Saved data entries
• • • • •

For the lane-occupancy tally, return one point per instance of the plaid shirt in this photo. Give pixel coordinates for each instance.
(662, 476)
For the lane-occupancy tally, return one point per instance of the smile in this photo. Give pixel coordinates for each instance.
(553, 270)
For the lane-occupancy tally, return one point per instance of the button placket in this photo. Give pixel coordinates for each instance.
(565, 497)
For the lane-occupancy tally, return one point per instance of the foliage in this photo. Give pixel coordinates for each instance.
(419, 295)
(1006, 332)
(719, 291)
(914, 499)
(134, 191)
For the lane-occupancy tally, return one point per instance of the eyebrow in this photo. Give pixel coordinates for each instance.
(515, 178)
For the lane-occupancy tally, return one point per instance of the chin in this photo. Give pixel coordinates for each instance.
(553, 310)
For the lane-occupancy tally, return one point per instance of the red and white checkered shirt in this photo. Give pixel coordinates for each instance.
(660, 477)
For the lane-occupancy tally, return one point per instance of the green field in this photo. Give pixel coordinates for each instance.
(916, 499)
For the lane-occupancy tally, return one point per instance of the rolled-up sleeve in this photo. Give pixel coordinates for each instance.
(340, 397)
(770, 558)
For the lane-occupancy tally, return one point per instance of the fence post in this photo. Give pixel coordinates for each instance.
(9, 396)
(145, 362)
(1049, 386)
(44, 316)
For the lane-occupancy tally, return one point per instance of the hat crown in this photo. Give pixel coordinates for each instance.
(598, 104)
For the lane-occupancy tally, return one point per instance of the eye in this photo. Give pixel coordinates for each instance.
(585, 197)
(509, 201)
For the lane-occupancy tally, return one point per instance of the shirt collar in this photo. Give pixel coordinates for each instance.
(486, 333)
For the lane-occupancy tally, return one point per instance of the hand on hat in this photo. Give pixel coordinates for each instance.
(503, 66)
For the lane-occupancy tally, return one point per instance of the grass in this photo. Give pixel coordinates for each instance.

• • • • •

*Required action:*
Copy each line of the records verbatim.

*Result for this task:*
For the lane-occupancy tally, return one point per instance of the plaid shirt in this photo. Give pixel coordinates for each instance.
(662, 476)
For the lane-occupancy tally, return one point per instance of the smile in this photo. Give pixel coordinates for each instance.
(553, 270)
For the lane-occupancy tally, return one point per instance of the button placket in this photo. Give pixel coordinates for each instance.
(565, 497)
For the lane-occupancy tally, return one point per instance of the foliage in this photo. Give pixel coordinates for each instance.
(419, 295)
(1006, 332)
(719, 291)
(914, 499)
(134, 191)
For the lane-occupancy tally, return one point per instance of the eyebrow in this photo. Give pixel coordinates for each instance.
(515, 178)
For the lane-occupancy tally, return one point per instance of the chin in this photo. Give pixel coordinates for each instance.
(553, 310)
For the lane-occupancy tally, return one point per instance of the red and white checkered shirt in this photo. Give pixel coordinates for each instance.
(660, 477)
For the lane-occupancy tally, return one point per instance of the green field in this photo. Give pixel coordinates for each instance.
(916, 499)
For the lane-occupancy tally, return one point per instance of the rolled-up sleeve in this photo. Give pixel coordinates for each instance.
(340, 397)
(770, 558)
For the lane-occupancy tally, return one point per instance of the fence post in this photo. Give pixel coordinates for each instance.
(9, 396)
(145, 362)
(1049, 386)
(44, 316)
For the lane-occupancy tally, return one point per instance of the hat crown in this photo. Give pixel coordinates for each instance.
(598, 104)
For the lane-occupancy tally, return one point per instance of the eye in this photo. Give pixel coordinates for each instance.
(585, 197)
(509, 201)
For the lane-occupancy tally, return one point per instance of the shirt collar in this photo. Give pixel coordinates for each instance.
(486, 333)
For the lane-occupancy tally, return one point per instance of the hand on hat in this photo. Give pixel coordinates for each instance.
(503, 66)
For the lane-occupancy tally, return one point per instance of the grass in this photo. Give pixel coordinates for each instance.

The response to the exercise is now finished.